── MATERIAL FOR THE TASK

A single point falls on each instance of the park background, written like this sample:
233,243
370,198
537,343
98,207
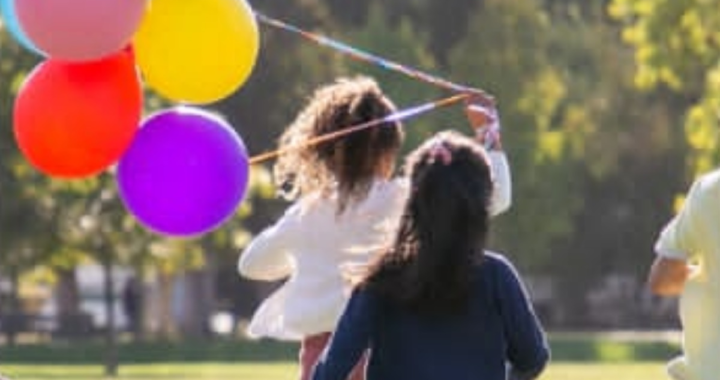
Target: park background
609,110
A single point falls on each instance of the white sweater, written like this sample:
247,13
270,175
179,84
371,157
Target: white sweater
310,243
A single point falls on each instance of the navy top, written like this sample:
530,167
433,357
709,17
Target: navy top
499,334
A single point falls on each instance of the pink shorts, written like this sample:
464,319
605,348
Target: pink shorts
310,350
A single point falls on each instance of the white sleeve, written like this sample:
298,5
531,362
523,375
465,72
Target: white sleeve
267,256
678,238
502,183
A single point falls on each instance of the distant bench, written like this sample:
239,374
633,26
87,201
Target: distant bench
63,326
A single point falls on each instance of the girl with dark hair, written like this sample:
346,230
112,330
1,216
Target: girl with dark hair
347,202
436,305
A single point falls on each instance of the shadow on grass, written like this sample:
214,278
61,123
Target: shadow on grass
576,348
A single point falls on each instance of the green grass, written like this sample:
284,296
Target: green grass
288,371
575,357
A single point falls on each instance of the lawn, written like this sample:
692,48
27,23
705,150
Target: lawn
287,371
575,357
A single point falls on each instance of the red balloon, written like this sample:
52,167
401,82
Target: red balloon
74,120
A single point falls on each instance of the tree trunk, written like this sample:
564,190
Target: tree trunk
67,293
111,357
163,305
200,301
15,309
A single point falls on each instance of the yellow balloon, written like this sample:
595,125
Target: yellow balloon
197,51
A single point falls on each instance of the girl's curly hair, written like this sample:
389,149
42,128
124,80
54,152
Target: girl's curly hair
442,232
347,165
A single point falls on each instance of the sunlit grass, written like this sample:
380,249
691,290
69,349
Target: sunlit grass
288,371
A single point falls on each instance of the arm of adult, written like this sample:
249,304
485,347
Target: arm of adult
667,276
527,348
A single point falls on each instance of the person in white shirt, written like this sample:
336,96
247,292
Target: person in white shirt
347,204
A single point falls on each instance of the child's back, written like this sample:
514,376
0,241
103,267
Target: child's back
497,324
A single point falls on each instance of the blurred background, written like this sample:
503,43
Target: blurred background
609,110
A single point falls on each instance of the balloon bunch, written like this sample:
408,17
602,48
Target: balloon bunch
181,171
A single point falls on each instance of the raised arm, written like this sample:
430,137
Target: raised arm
267,256
485,121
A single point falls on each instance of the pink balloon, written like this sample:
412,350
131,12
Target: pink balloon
80,30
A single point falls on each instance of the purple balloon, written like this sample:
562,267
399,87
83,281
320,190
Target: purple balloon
185,173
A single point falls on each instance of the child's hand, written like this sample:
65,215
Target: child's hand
483,118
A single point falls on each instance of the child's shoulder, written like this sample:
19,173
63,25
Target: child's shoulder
496,262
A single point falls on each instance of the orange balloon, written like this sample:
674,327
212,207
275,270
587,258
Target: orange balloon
74,120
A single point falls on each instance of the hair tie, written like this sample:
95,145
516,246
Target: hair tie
439,151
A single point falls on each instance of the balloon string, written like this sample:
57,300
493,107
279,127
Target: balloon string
394,117
370,58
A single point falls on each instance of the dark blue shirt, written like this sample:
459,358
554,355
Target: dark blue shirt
498,334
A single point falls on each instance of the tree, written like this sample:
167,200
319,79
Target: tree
677,46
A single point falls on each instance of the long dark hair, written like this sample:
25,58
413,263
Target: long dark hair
443,228
349,165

────

TO BE DONE: Scale the entries from the line containing "A single point falls on each instance of the tree, written" through the end of the entries. Write those lines out in full, requests included, with each answer coordinate multiplied by 2.25 and rounded to a whole number (halves up), and leave the sample coordinates in the requests unchanged.

RESULT:
A single point falls on each instance of the tree, written like this sample:
167,200
319,79
Target: tree
1523,104
A single point falls on each instance of the long dark hair, written like this sample:
25,58
413,263
Target: long dark hair
997,513
785,371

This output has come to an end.